== RECORD EXTRACTS ==
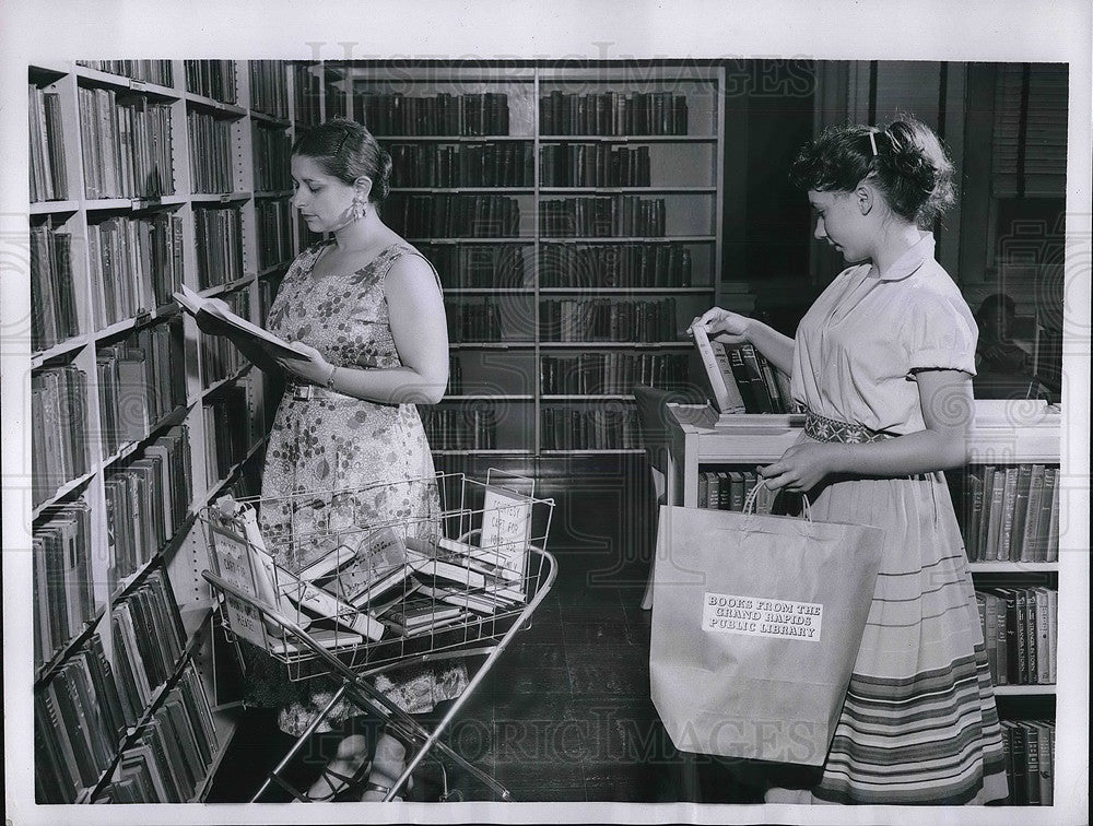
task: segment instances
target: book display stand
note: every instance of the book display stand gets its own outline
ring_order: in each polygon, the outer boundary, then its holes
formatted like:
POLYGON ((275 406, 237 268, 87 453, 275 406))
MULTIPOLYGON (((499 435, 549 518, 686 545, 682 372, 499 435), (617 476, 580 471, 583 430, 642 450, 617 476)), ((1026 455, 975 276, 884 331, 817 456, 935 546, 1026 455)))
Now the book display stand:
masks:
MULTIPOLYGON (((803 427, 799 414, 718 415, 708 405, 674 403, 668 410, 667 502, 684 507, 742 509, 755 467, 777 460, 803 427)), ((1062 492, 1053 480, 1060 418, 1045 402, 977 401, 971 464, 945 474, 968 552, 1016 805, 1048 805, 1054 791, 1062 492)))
===
== RECORD EXTRACTS ==
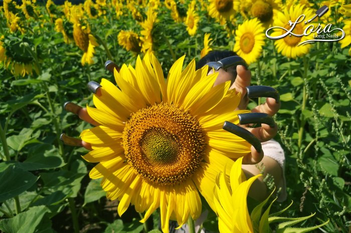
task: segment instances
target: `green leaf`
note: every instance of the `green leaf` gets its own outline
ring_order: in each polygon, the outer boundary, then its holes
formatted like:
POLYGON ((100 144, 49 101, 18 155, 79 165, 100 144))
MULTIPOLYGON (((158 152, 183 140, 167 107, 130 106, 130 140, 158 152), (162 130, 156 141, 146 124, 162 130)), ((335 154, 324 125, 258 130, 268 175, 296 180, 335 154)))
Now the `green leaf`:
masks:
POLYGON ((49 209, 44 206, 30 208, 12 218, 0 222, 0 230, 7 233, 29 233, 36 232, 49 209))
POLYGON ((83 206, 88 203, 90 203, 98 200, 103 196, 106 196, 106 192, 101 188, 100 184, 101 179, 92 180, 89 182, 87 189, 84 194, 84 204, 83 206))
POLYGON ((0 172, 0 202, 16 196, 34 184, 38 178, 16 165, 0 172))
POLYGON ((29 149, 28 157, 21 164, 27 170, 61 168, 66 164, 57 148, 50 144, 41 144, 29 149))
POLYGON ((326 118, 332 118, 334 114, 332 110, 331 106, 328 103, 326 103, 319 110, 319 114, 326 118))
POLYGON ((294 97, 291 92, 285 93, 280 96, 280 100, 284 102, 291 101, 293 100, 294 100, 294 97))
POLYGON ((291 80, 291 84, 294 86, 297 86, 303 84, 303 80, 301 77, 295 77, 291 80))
===
THE TASK — From the listing above, pull out every line that contains the word "leaf", copying each one in full. Treat case as significant.

ANSWER TO THE EXERCISE —
target: `green leaf`
note: every instance of the `green leaf` gets its own outline
Now the `green leaf`:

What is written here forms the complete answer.